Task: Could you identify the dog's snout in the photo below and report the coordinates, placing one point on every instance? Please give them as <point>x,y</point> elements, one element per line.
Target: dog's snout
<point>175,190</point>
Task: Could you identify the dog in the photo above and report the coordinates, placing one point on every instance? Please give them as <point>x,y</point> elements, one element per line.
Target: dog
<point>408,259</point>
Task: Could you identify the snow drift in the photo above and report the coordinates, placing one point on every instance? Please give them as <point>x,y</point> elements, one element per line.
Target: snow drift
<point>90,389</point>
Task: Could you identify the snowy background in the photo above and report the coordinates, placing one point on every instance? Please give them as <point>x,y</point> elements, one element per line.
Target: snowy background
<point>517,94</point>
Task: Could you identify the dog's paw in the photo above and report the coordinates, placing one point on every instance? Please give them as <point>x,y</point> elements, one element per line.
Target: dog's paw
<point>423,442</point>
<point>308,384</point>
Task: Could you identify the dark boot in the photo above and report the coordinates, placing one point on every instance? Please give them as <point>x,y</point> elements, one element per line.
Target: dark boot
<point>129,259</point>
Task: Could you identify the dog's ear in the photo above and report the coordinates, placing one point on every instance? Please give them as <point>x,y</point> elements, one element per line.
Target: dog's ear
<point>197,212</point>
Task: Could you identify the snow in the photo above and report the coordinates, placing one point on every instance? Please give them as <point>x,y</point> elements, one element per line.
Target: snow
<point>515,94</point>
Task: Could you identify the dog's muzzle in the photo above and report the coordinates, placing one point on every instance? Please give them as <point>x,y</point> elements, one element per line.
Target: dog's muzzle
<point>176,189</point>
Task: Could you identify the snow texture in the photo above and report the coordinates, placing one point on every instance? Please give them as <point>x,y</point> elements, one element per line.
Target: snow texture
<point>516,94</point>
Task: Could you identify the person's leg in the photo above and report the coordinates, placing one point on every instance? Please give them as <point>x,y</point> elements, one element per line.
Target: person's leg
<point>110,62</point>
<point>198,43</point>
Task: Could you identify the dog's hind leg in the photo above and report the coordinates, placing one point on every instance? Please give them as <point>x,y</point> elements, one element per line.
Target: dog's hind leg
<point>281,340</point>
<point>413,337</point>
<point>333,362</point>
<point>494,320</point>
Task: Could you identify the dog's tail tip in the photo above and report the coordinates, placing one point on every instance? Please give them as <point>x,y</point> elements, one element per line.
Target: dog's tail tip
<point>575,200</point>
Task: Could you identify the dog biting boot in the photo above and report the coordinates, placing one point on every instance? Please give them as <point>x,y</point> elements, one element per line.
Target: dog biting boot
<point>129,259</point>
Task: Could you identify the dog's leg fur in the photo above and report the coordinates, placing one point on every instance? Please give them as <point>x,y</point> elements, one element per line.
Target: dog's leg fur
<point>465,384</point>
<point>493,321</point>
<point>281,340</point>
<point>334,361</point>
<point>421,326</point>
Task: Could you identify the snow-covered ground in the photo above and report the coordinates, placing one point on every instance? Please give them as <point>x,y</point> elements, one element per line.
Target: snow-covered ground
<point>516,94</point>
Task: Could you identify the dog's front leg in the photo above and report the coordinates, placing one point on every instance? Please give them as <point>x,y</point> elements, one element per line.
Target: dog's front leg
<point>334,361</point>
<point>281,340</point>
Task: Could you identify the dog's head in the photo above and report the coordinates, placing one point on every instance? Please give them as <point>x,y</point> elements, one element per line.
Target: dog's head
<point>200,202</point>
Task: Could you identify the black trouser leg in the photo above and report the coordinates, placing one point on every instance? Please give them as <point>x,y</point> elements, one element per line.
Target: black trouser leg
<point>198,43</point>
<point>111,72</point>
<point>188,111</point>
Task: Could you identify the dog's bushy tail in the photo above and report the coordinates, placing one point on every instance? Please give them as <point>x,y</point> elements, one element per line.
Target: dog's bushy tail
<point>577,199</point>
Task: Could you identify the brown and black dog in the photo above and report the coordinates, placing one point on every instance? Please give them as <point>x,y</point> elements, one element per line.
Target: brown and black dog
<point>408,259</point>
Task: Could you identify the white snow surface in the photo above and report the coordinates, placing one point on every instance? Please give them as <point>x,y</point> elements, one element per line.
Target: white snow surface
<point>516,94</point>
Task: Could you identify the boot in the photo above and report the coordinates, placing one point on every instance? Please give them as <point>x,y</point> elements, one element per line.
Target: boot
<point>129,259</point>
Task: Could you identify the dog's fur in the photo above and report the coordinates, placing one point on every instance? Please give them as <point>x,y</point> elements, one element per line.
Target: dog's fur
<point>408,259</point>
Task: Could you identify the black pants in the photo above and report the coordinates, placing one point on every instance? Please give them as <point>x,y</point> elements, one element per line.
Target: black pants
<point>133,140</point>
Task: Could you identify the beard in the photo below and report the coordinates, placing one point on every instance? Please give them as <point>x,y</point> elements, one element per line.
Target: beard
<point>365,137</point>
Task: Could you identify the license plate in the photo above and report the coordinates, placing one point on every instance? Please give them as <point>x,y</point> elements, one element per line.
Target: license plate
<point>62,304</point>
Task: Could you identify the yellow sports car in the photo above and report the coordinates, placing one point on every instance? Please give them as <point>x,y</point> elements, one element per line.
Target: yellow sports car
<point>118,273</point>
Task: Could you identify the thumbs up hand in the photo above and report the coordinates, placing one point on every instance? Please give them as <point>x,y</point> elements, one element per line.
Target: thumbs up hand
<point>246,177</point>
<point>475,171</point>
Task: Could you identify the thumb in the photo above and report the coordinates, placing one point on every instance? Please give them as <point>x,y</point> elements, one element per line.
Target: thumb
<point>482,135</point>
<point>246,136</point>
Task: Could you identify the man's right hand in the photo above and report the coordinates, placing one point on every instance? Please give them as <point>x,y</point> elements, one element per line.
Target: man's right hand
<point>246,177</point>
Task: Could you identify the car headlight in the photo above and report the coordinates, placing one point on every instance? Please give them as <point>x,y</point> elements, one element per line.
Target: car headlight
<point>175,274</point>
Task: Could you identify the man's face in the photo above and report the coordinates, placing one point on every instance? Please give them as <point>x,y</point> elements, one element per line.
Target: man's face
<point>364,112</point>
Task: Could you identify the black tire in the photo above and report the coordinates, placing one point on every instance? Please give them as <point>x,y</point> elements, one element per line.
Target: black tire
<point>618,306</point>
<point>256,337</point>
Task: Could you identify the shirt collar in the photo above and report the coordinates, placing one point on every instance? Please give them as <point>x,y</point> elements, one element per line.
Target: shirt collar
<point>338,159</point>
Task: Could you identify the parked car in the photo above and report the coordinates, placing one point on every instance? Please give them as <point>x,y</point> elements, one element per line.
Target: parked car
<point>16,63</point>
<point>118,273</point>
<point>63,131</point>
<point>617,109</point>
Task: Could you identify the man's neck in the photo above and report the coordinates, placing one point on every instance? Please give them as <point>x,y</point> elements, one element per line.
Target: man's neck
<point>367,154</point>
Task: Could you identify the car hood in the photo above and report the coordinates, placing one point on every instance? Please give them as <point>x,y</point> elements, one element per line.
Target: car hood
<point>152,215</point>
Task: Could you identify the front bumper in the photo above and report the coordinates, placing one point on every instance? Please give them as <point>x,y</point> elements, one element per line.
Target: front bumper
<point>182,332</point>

===

*Task directions*
Nothing but a number should be given: the count of lines in the entries that contain the word "below".

*Answer area*
2